INSTRUCTIONS FOR THE TASK: What the task needs is every record repeated exactly, nothing more.

RECORD EXTRACTS:
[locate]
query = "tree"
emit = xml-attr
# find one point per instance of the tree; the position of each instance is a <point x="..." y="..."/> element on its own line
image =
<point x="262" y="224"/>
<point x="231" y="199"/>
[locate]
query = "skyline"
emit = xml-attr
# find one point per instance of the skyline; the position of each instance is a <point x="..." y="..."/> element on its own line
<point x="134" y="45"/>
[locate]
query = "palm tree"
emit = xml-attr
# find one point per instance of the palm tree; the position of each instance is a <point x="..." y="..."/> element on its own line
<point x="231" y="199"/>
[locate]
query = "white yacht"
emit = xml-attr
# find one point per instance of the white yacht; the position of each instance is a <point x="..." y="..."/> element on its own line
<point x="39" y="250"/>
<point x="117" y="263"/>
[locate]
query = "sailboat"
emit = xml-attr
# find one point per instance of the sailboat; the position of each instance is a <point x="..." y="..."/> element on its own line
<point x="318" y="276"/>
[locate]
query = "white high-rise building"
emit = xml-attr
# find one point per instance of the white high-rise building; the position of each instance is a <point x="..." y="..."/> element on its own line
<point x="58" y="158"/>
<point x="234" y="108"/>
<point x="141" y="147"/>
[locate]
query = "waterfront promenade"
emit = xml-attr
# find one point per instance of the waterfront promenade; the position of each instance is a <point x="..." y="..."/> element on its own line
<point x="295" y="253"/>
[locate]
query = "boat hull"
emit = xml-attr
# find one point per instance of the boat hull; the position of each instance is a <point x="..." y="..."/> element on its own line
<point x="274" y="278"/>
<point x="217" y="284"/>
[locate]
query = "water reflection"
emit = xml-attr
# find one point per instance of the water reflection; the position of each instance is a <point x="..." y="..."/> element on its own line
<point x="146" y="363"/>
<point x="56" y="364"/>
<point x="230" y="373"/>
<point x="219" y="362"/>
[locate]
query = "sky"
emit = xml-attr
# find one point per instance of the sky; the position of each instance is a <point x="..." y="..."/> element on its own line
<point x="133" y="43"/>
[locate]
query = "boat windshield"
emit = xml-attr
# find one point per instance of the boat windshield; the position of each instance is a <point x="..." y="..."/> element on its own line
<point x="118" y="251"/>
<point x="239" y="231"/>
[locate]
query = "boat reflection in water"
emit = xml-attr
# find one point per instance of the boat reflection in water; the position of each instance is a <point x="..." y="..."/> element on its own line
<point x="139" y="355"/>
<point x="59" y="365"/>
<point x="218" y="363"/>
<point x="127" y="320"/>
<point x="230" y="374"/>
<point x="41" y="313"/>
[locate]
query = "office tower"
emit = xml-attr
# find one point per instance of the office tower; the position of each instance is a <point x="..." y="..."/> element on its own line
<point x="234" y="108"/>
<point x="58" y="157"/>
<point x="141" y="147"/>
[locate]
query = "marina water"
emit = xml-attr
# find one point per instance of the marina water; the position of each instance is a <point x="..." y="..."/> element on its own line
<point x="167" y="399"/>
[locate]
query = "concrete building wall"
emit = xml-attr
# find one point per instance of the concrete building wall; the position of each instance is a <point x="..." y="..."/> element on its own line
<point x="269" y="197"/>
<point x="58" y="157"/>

SOLUTION TO THE EXERCISE:
[locate]
query = "tree"
emit = xml-attr
# find one point per instance of the tree; the position of each instance is a <point x="..." y="..."/> element on its own line
image =
<point x="262" y="224"/>
<point x="231" y="199"/>
[locate]
query = "skyline"
emit = xml-attr
# find one point per instance of the skyline; the position of each instance is a <point x="..." y="..."/> element on its own line
<point x="134" y="45"/>
[locate]
query = "palm tree"
emit = xml-attr
# find one point per instance of the palm tree; the position of each instance is a <point x="..." y="..."/> element on its own line
<point x="231" y="199"/>
[locate]
query = "white yacht"
emit = xml-attr
# find one point per instance of the white yacht; the position of each instance is a <point x="..." y="..."/> element on its own line
<point x="39" y="250"/>
<point x="117" y="263"/>
[locate]
query = "sailboat"
emit = xml-attr
# find one point per instance of the sailboat; the position of each instance is a <point x="..." y="..."/> element on its own line
<point x="318" y="276"/>
[locate]
query = "white high-rise building"
emit = xml-attr
# find one point per instance of the white high-rise building; the position of each instance is a <point x="..." y="..."/> element on its own line
<point x="58" y="158"/>
<point x="234" y="108"/>
<point x="141" y="147"/>
[locate]
query = "waterfront promenade"
emit = xml-attr
# find one point per instance of the waterfront promenade; the position of each instance is a <point x="..." y="..."/> element on its own line
<point x="295" y="253"/>
[locate]
query = "boat hull"
emit = xml-attr
# find one point per instance of the boat hull; the position of each instance is a <point x="..." y="..."/> element on its own line
<point x="274" y="278"/>
<point x="217" y="284"/>
[locate]
query = "water reflection"
emit = xml-attr
# find one point per instance of the water reflection; the position of each instance is a <point x="..." y="..."/> element on its own line
<point x="146" y="363"/>
<point x="56" y="364"/>
<point x="230" y="373"/>
<point x="219" y="362"/>
[locate]
query = "sky"
emit = xml-attr
# find one point per instance of the sky; the position of each instance is a <point x="..." y="..."/> element on its own line
<point x="133" y="43"/>
[locate]
query = "boat windshield"
emit = xml-attr
# find one point per instance of the boat windshield; the position of each instance is a <point x="..." y="..."/> element on its own line
<point x="118" y="251"/>
<point x="239" y="231"/>
[locate]
query = "boat reflection in water"
emit = xml-attr
# find one point per instance of the boat reflection in water; the position of each instance is a <point x="..." y="..."/> element on its own line
<point x="139" y="355"/>
<point x="59" y="365"/>
<point x="218" y="363"/>
<point x="127" y="320"/>
<point x="230" y="374"/>
<point x="41" y="313"/>
[locate]
query = "office tower"
emit = xml-attr
# find one point per instance of the office tower; the position of each instance is a <point x="..." y="..."/> element on its own line
<point x="234" y="108"/>
<point x="58" y="157"/>
<point x="141" y="147"/>
[locate]
query = "marina water"
emit = xml-attr
# find one point per instance of the marina water; the position of each instance is a <point x="..." y="..."/> element on its own line
<point x="167" y="399"/>
[locate]
query = "concrete building wall"
emit = xml-attr
# find one point per instance of the concrete building wall; the position of each instance is a <point x="..." y="..."/> element on its own line
<point x="269" y="197"/>
<point x="58" y="157"/>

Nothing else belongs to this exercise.